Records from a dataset
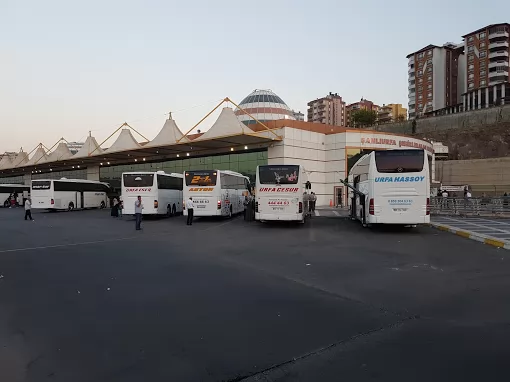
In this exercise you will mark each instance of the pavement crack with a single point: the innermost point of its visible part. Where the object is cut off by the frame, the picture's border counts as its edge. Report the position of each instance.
(315, 352)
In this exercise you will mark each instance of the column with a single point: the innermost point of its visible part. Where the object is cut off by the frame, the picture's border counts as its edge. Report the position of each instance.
(93, 173)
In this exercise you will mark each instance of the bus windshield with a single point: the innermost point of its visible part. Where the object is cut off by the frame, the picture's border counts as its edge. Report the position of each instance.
(278, 174)
(201, 178)
(41, 185)
(399, 161)
(138, 180)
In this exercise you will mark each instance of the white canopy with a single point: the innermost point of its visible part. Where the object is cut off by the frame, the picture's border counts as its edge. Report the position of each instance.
(227, 124)
(169, 135)
(125, 141)
(38, 157)
(89, 147)
(6, 161)
(62, 152)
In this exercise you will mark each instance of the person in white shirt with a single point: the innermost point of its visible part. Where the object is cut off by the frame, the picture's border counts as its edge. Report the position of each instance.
(28, 209)
(138, 212)
(190, 206)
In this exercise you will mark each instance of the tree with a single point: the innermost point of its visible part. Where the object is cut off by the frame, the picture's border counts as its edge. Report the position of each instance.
(364, 118)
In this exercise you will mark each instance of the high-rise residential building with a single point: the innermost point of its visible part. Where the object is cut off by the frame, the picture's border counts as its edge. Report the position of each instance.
(298, 115)
(486, 80)
(363, 104)
(329, 110)
(435, 78)
(392, 112)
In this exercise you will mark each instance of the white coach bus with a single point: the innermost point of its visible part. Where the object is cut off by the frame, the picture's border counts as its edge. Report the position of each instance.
(394, 188)
(216, 192)
(282, 193)
(6, 190)
(69, 194)
(161, 192)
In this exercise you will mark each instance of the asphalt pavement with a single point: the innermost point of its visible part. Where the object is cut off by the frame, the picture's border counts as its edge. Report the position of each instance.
(85, 297)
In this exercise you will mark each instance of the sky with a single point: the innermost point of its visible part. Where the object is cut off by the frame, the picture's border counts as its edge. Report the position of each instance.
(68, 67)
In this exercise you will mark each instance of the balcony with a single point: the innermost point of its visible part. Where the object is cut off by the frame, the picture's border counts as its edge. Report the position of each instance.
(498, 34)
(498, 44)
(497, 64)
(499, 54)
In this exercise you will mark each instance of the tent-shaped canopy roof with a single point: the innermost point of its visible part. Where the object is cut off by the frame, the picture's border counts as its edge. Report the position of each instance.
(6, 162)
(38, 157)
(124, 142)
(89, 147)
(169, 135)
(227, 124)
(62, 152)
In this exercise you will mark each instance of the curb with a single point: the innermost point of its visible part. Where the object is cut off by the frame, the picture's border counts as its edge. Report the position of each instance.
(473, 236)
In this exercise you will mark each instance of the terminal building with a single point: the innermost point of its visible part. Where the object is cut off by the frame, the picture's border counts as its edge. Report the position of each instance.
(327, 152)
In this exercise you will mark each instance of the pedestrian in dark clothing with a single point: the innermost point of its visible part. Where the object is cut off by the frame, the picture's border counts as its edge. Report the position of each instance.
(138, 213)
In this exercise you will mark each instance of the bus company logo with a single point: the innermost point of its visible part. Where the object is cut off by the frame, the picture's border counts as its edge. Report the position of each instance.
(278, 189)
(278, 202)
(400, 202)
(138, 189)
(201, 189)
(386, 179)
(378, 141)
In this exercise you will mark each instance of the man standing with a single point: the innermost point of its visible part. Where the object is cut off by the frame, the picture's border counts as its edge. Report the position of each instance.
(138, 212)
(189, 207)
(28, 209)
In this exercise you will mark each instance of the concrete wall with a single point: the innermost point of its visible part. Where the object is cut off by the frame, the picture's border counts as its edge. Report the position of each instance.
(483, 175)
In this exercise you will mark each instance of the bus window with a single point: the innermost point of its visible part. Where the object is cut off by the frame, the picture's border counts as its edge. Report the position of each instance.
(201, 178)
(278, 174)
(41, 184)
(399, 161)
(138, 180)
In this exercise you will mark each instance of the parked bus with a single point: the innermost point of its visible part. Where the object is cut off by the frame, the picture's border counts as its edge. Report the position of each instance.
(282, 193)
(69, 194)
(394, 188)
(216, 192)
(161, 192)
(6, 190)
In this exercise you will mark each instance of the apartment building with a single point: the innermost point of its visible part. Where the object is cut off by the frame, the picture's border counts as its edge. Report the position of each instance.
(329, 110)
(487, 81)
(392, 112)
(433, 76)
(363, 104)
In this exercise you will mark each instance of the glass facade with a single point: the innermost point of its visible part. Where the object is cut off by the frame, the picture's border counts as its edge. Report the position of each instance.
(244, 163)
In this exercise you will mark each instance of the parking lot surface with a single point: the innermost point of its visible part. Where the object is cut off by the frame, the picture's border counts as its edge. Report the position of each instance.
(85, 297)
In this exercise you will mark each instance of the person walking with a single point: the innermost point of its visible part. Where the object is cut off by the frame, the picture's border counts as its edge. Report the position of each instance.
(190, 206)
(138, 212)
(28, 209)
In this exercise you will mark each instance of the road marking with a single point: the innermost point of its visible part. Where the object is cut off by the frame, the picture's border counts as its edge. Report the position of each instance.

• **Task goal**: Every entry above should be duplicated exactly. Do not include the images.

• **Right answer**:
In this exercise you will mark each instance of the pavement crack with a single point: the innermost point of its visible part. Where the object is cut off by the frame, the picture's border counts as its edge. Report the position of each instance.
(315, 352)
In this exercise you will mark each instance of the column with a single point: the innermost point of its visible part. Where the object is cut off by the frame, the picture's border counts as its edge. Report the position of each instance.
(93, 173)
In this exercise you will mark each instance of the bus windshield with a single point: the innermost point of its visible part. Where the object is cut off by the frame, the picture's border counts as its edge. Report the position of each instance.
(278, 174)
(201, 178)
(41, 185)
(399, 161)
(138, 180)
In this exercise you will mark each instance of the white canopy with a single point: the innermost point of its visible part. Where the object is cut off by the frame, the picture's border counts as its edge. Report the position of each instance.
(227, 124)
(169, 135)
(125, 141)
(38, 157)
(89, 147)
(6, 161)
(62, 152)
In this exercise you will mark each instance of the person in white shirt with a single point: the innermost point of its visible part. Where the object is cut off by the frame, the picture's border counts as its edge. Report the position of each instance.
(28, 209)
(138, 212)
(190, 206)
In this exercise you will mark each instance of the tree with a single point: the innermost point of its visible part. Where the object is cut off by the frame, the picture's border counts as its edge. Report the position of each instance.
(364, 118)
In this exercise you will mark each instance of the high-rise residential building with a single point: the innermost point of its visible part. Where the object is cut off by the frame, the picture's border counts as its edge. Report the position of each instance.
(298, 115)
(486, 80)
(363, 104)
(329, 110)
(435, 78)
(392, 112)
In this exercise you will mark each instance of the white coach bus with a single point: the innermost point of its visible part. Where the object is cut off by the frame, the picture's border counts as its edge. Report the position of each instance.
(394, 188)
(216, 192)
(282, 193)
(6, 190)
(69, 194)
(161, 192)
In this exercise you will mark each instance of the asphalt pavement with a single point: the innermost point of its visible part. Where the object is cut off by the frame, the picture's border counts as its edge. Report the position of each instance.
(85, 297)
In this exercise you will mark each instance of the sky with a single point: the innermost point of its visible part. Where the object is cut off by the frame, the picture's border counts as its edge. Report the position of each instance.
(68, 67)
In this exercise you will mark each instance of the balcony with a single point: the innermost point of its visible part. Where the object is cut off by the frame, the picture's border counts as its edge. Report the position of each instance.
(498, 34)
(498, 44)
(497, 64)
(499, 54)
In this exercise you will mark each instance of the tent-shaped canopy roof with a single point: the innermost point of its visible part. Where the object is cut off by the frame, the picture's border counts as its edge. Report the position of each instance.
(6, 162)
(38, 157)
(124, 142)
(89, 147)
(169, 135)
(227, 124)
(62, 152)
In this exercise you will mark each instance of the curb with a single point: the innermost point of its visible part. Where the object is cut off by the frame, the picture's border counts as its edge. Report the position of each instance.
(473, 236)
In this exercise you will mark each instance of the terminal building with a single point: the innermost point of its visible part. Where the object is cut off by the frame, the picture's border counts as its edge. Report the position of each instance.
(327, 152)
In this exercise you will mark each instance of the pedestrian in dark clothing with a single point: the innermost point of its visible part. Where the object is cut off by the frame, the picture's border counts as its edge. Report the position of each instance.
(138, 213)
In this exercise you will mark each instance of the bus company logo with a single point: the innermost point of its visible part. Where the object is cut off by the frame, the picture's border counts as its edge. Report the position of each instance.
(278, 189)
(278, 202)
(400, 202)
(138, 189)
(201, 189)
(386, 179)
(378, 141)
In this exercise you will mark each instance of the man standing with a single point: the innermost point of its visible part. Where the object is cut off by the frame, the picture's border counts as its edge. Report the position of each instance.
(138, 212)
(189, 207)
(28, 209)
In this exercise you will mark each instance of the concrete wall with a single point: the innermost point of its visible part. Where the object is cut off by the frame, the picture's border counts as its edge. Report the position of each instance.
(483, 175)
In this exercise you will mark each instance of the bus window with a single point: the innermost point of its visible part. Where the object is cut off by the frame, the picture's border counts as its edge. Report the position of each instance.
(201, 178)
(278, 174)
(41, 184)
(399, 161)
(138, 180)
In this exercise you will mark each instance of the parked bus with a single point: the innermost point of its visible part. Where the object is cut off by the frame, the picture's border counts as its edge. Report the position of each instance.
(282, 193)
(69, 194)
(394, 188)
(216, 192)
(161, 192)
(6, 190)
In this exercise you will mark each instance of the apartment building with a single point: the innermost point of its visible part. Where the object is cut off by the frame, the picture's border counts as its edge. Report the position of each instance.
(329, 110)
(487, 81)
(392, 112)
(433, 76)
(363, 104)
In this exercise you will mark each instance of the glass facade with a single point: the innermost point of its visible part. Where the object is cut off by the frame, the picture's border counts as its edge. Report the position of each instance.
(244, 163)
In this exercise you will mark each instance of the parking lot surface with a single point: the innermost point of its visible part. Where the object is cut off by the frame, the picture's border counts as its edge. Report the position of each instance.
(85, 297)
In this exercise you will mark each instance of the person walking with a single point: the innermost point of its visible part. Where the object is cut off by the frame, the picture's border counts as its edge. Report the position of each instance.
(190, 206)
(138, 212)
(28, 209)
In this exercise you will mark each instance of the road marking with a single point: the innermost point of its visible part. Where the object is cut off by the frame, the picture's border counts as its edge. Report the position of each instance.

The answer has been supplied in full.